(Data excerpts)
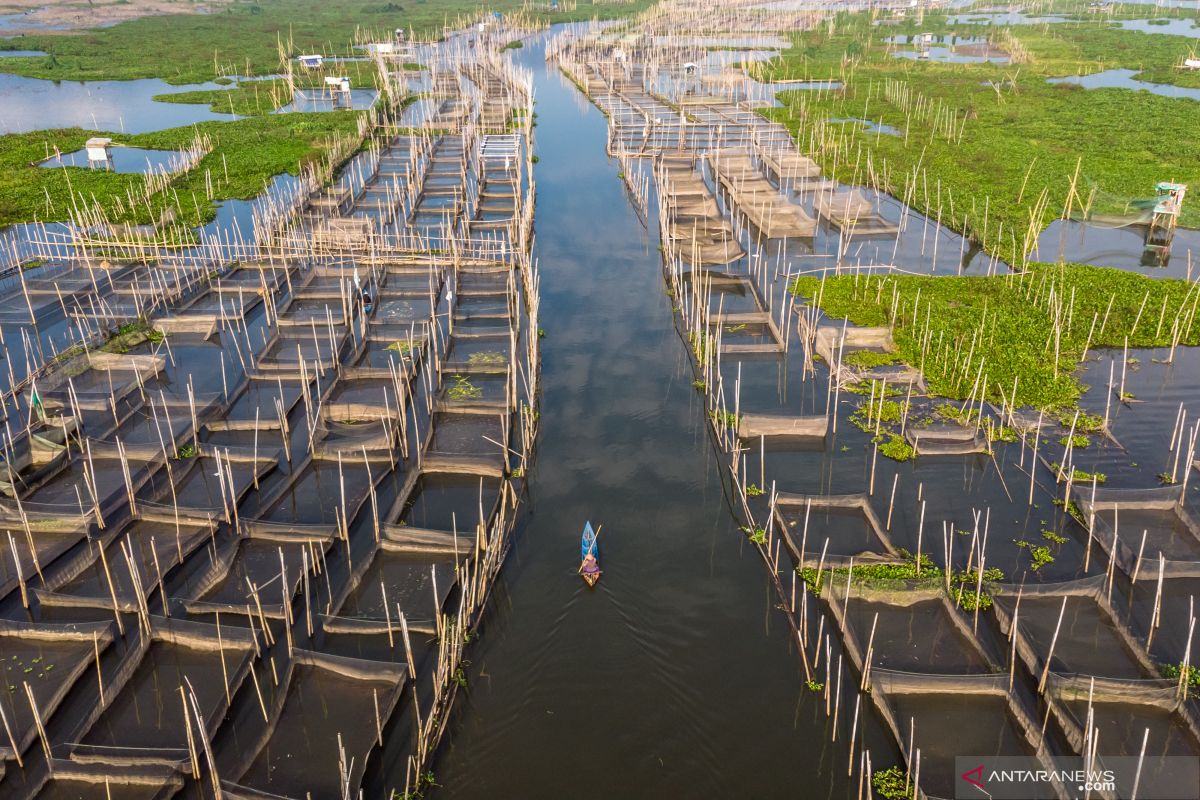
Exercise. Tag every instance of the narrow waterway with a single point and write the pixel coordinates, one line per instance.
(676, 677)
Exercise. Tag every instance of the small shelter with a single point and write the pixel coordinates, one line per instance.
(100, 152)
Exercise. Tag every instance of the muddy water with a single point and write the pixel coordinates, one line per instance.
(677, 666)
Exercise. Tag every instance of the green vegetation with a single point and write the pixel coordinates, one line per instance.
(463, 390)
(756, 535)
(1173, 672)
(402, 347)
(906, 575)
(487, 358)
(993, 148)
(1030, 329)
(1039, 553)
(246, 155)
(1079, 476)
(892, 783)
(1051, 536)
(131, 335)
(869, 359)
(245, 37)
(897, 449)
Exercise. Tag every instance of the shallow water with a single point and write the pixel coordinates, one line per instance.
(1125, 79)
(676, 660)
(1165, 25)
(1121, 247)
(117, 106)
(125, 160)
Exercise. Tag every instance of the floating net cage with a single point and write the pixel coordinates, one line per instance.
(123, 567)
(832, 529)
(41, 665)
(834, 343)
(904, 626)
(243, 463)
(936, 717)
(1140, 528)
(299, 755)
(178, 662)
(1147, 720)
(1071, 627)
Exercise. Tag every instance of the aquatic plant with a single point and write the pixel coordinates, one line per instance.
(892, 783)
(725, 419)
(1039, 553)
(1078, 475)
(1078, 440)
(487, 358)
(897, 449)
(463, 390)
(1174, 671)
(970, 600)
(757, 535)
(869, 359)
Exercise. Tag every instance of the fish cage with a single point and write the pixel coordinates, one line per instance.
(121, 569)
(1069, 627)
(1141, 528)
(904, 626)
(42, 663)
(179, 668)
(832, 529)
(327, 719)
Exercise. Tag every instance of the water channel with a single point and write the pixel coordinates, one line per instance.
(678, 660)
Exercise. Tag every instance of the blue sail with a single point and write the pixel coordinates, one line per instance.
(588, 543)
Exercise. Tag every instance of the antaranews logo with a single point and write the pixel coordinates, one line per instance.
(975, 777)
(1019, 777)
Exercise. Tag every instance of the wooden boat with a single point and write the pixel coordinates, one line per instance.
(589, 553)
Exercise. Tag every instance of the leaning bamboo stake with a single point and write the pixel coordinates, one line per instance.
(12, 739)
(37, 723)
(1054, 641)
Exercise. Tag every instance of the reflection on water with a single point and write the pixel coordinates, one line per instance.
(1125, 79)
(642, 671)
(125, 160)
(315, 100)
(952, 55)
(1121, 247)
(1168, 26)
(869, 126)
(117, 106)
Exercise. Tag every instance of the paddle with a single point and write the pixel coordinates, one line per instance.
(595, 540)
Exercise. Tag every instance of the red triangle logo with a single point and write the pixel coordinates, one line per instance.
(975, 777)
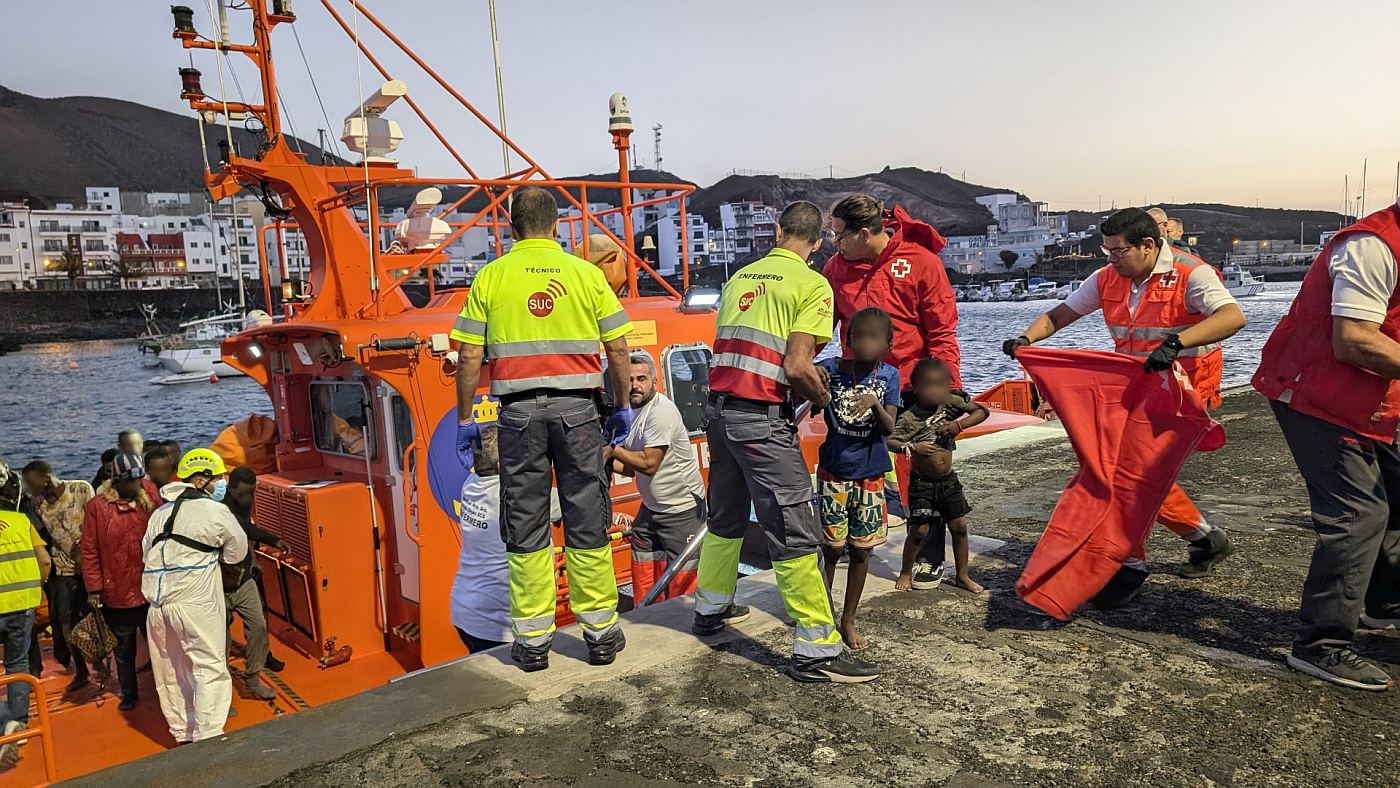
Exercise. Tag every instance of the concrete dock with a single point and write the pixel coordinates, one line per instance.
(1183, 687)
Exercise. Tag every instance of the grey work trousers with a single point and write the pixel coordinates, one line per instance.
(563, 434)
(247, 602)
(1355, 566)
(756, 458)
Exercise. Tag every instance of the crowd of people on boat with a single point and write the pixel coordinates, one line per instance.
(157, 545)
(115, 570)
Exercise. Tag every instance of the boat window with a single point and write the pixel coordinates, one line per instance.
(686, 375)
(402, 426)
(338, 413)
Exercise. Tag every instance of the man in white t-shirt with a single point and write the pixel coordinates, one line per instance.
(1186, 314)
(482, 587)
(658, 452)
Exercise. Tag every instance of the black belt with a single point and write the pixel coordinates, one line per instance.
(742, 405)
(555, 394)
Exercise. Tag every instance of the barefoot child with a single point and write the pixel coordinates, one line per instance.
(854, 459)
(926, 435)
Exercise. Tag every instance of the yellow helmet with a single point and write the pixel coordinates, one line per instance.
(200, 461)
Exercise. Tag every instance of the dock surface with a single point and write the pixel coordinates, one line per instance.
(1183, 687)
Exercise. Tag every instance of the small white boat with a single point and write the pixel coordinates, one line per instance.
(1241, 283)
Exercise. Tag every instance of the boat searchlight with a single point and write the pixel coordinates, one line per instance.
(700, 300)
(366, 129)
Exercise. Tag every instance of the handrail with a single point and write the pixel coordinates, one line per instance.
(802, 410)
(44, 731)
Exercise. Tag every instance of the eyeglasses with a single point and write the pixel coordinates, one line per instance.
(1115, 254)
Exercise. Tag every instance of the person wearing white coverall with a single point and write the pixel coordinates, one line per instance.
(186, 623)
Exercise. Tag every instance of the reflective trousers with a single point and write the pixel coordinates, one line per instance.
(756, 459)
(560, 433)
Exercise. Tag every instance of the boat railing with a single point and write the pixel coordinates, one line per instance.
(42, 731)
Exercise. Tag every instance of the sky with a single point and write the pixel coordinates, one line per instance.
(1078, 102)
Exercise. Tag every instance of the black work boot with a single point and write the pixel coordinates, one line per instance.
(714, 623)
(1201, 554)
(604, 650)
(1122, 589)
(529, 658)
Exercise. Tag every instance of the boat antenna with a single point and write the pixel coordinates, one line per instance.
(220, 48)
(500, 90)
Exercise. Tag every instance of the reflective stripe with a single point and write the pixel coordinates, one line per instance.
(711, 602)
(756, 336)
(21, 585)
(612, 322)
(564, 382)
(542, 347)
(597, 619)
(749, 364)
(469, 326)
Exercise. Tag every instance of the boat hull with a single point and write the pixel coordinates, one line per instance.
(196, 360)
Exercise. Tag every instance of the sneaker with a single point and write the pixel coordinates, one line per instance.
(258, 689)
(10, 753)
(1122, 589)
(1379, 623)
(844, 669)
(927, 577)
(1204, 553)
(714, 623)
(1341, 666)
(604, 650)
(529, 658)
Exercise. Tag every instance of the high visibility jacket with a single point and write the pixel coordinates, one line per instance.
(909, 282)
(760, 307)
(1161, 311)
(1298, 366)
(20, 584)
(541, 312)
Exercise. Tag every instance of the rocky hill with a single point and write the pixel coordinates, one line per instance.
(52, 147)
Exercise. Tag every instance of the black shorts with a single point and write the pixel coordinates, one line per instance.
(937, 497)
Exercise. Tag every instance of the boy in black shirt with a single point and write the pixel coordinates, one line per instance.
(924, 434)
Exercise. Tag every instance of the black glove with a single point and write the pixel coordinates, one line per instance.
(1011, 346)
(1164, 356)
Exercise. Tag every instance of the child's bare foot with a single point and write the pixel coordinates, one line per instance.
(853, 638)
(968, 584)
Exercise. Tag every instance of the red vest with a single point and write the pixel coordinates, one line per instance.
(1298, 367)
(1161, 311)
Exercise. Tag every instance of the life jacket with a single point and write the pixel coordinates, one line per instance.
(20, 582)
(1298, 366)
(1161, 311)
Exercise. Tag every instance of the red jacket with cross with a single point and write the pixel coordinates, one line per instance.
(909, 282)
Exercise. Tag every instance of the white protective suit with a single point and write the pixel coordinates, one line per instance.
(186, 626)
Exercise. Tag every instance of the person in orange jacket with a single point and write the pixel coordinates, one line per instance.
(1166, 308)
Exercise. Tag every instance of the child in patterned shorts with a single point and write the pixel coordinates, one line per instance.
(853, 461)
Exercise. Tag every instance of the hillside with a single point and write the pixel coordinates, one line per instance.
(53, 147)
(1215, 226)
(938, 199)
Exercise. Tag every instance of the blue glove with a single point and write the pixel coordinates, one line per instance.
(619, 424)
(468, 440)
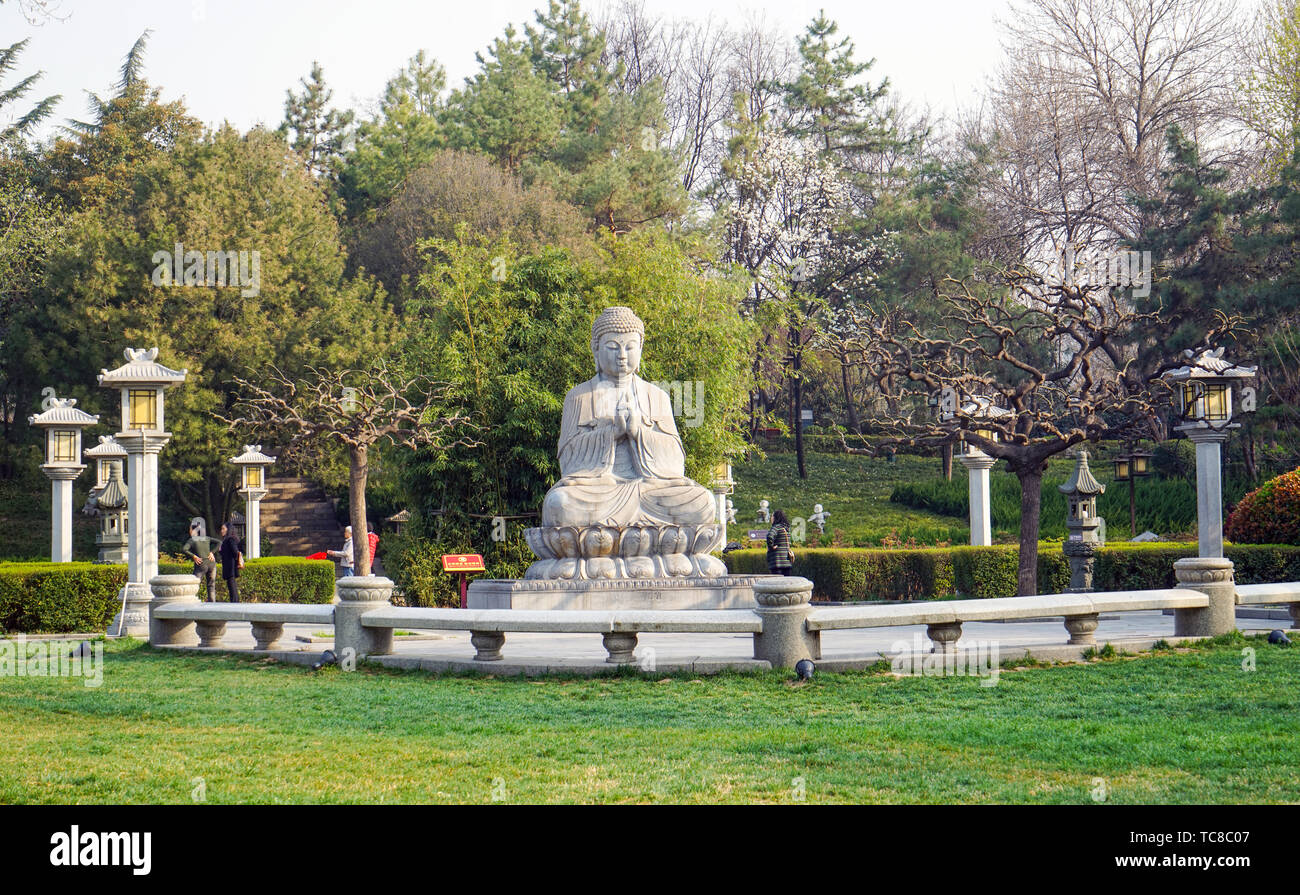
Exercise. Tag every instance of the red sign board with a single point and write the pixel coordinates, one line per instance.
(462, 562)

**Problem description:** Return each entry exactly as given. Leave the images out.

**Answer:**
Exercise. Tag every instance of the narrow waterway with a single point and write the pixel coordinates, one line per instance.
(676, 677)
Exercise. Tag every instance of the small shelter with a single point and write the pixel coordinates, one line per instance.
(100, 152)
Exercise. Tag every instance of the muddy water with a single point and write the pixel coordinates, one line per instance.
(677, 666)
Exercise. Tag every instance of the green vegetation with a single point and write the pixel coordinates, one line per instance.
(463, 390)
(756, 535)
(1173, 672)
(402, 347)
(906, 575)
(487, 358)
(993, 148)
(1030, 329)
(1039, 553)
(246, 155)
(1079, 476)
(892, 783)
(1051, 536)
(131, 335)
(869, 359)
(245, 37)
(897, 449)
Exercise. Tag every instance of the shallow water with a single point and write the pixel coordinates, one line per instance.
(1125, 79)
(676, 660)
(1165, 25)
(1121, 247)
(117, 106)
(125, 160)
Exercise. Tag every instance of the floating net cage with a single point and write the pixel coordinates, one line per instance.
(123, 567)
(832, 529)
(41, 665)
(834, 343)
(904, 626)
(243, 463)
(936, 717)
(1140, 528)
(299, 755)
(178, 662)
(1147, 720)
(1071, 627)
Exercise. Tag every instance of the aquatic plant with a single point and write the pixel coordinates, one line per instance.
(892, 783)
(725, 419)
(1039, 553)
(1078, 475)
(1078, 440)
(487, 358)
(897, 449)
(463, 390)
(1174, 671)
(970, 600)
(757, 535)
(869, 359)
Exercise. Tag every instance of the fish cage with a single point and write the pixel coordinates, one line per instance.
(121, 569)
(1069, 627)
(1141, 528)
(904, 626)
(42, 663)
(179, 668)
(832, 529)
(327, 719)
Exercise. Tag every instance of the water channel with a single point and write the pixel coordinates, one line per instance.
(678, 660)
Exercise. Tag every instance of the blue sail with a single point and write the pixel coordinates, one line per instance.
(588, 543)
Exercise. Tag every instance of the antaranews logo with a single point and write the pixel coordinates, one line per instance.
(975, 777)
(1019, 777)
Exercise. Tag every instance of the wooden boat with a single point and write the pixel coordinates, one line per instance.
(589, 553)
Exercise. Tag every instance of the leaning bamboo stake with a single point and write the pixel coordinates, one line per instance.
(12, 739)
(37, 723)
(1054, 641)
Exercise. Tag every instance of the reflection on water with a single point and write the pixel coordinates, one line per instance.
(1125, 79)
(642, 671)
(125, 160)
(315, 100)
(952, 55)
(1121, 247)
(1168, 26)
(869, 126)
(117, 106)
Exercise. Tag every instance of the paddle with a single point and write the pixel coordinates, one line per instance.
(595, 540)
Exercise. Tag every instance of the red triangle logo with a single point and write the pixel coordinates, one line per instance.
(975, 777)
Exercise. Tag every instance of the concrete dock with a single point and write the pixel coordinates, one line per instance.
(1183, 687)
Exercise. Tag every instance of the grey work trousers with a single point and write the pixel coordinates, one line per instance.
(563, 434)
(247, 602)
(1355, 566)
(756, 458)
Exercise. Tag every instance of the crowd of people on boat with a single point and write the pixel coordinates, one line per instance.
(157, 545)
(115, 570)
Exercise. Tag every instance of the boat window with a single point and write the pixel coordinates, one line per instance.
(686, 375)
(402, 426)
(338, 413)
Exercise. Tag every instance of the man in white t-shirt with a single point and write the pixel coordinates, one line per instance.
(1186, 314)
(482, 587)
(658, 452)
Exercise. Tag every instance of the black belt with a single point and write the pixel coordinates, one line per instance.
(742, 405)
(555, 394)
Exercise. Tag every instance of the barefoot child with a single point and write the pixel coordinates, one line per instance.
(854, 459)
(926, 435)
Exercise. Tag every instance of the yellow helmet with a single point and write the pixel coordinates, one line per instance.
(200, 461)
Exercise. Tag every instance of the dock surface with a single point and write the pixel coordinates, one line per instance.
(1183, 687)
Exercise. Tag every instance of the small white boat with a single point and write the pixel coordinates, one line per instance.
(1241, 283)
Exercise. Tag every instance of the boat searchlight with a single point and write the pixel coordinates, one line per instance.
(700, 300)
(366, 129)
Exercise. Tag every instance of the handrail with a single point and write the pixel coordinates, one line per instance.
(802, 410)
(44, 731)
Exercise. Tag every instance of the eyeglasses with a single point and write the pixel coordinates, one line per instance.
(1115, 254)
Exercise. Tag every instance of the person wearing white coverall with a single point and write the pixel coordinates, one line per instance.
(186, 623)
Exercise. Tag every instance of the reflective trousers with a single point and write the pixel coordinates, one line per instance.
(756, 459)
(560, 433)
Exercise. Tag every instance of the boat railing with a single point and write the pixel coordinates, one line per instance.
(42, 731)
Exercise. Tag every instance of the sky with a single point and write the pixel coordinates, one line per instance.
(1078, 102)
Exercise. Tag every instance of the black work boot with a single point and write the pixel coordinates, one line per instance.
(714, 623)
(1201, 554)
(604, 650)
(1122, 589)
(529, 658)
Exercise. Tag every instance of the boat antenna with a single point and write the pixel coordinates, one line per instance.
(220, 48)
(500, 90)
Exercise. Tag every instance of the reflective stripe with a single point and write the pixel coordinates, one line per instance.
(711, 602)
(756, 336)
(21, 585)
(612, 322)
(564, 382)
(542, 347)
(597, 619)
(749, 364)
(469, 326)
Exercise. Tag every instance of the boat hull with a single point and write the pixel coordinates, one line per instance.
(196, 360)
Exercise. Tag every instance of the sneaker with a single point and write the pixel coordinates, one line per instance.
(258, 689)
(10, 753)
(1122, 589)
(1379, 623)
(844, 669)
(927, 577)
(1204, 553)
(714, 623)
(1341, 666)
(604, 650)
(529, 658)
Exercise. Tag every instance of the high visibility jacket with a single point and write the pixel coordinates, one line per instance.
(909, 282)
(760, 307)
(1161, 311)
(1298, 366)
(20, 584)
(541, 312)
Exercise. Tag every instance of the rocky hill with a single point and write the pixel coordinates, one line per instance.
(52, 147)
Exercise. Tag every instance of the black shorts with a single point and write the pixel coordinates, one line per instance.
(937, 497)
Exercise. Tag every instance of the boy in black shirt with a single point and write the pixel coordinates, one line per instance.
(924, 434)
Exercise. Tag every instance of the black glove with a single point and write the pixel coordinates, one line per instance.
(1011, 346)
(1164, 356)
Exercise. Tag every instance of the child's bare foot with a single point and write the pixel coordinates, one line per instance.
(853, 638)
(968, 584)
Exercise. Tag every instance of the red vest with a single point and write the pixel coordinates, one line per instance.
(1298, 367)
(1161, 311)
Exercise. Tag every instance of the life jacket with a single point and write the pixel coordinates, one line per instance.
(20, 582)
(1298, 366)
(1161, 311)
Exercise. Tag every instance of the red jacket with cross with a single point and write the pixel coordinates, one line per instance.
(909, 282)
Exercise. Tag every instance of the white protective suit with a single point and write the pixel coordinates, one line per instance.
(186, 626)
Exercise. Tag every instance of the person in orange jacket with a single point and write the pixel coordinates, one line per instance.
(1166, 308)
Exercise. Tag every instance of the child in patterned shorts with a single point and write the pixel coordinates, one line per instance.
(853, 461)
Exercise. Tag every instance of the hillside with a single point and write the pixel coordinates, one line per instance.
(53, 147)
(1215, 226)
(938, 199)
Exercise. Tag every instance of the blue glove with a single point and write the pixel coordinates, one line per instance.
(619, 424)
(468, 440)
Exercise. Tag every instance of the red sign board with a single point and write the pixel coordinates, one line per instance.
(462, 562)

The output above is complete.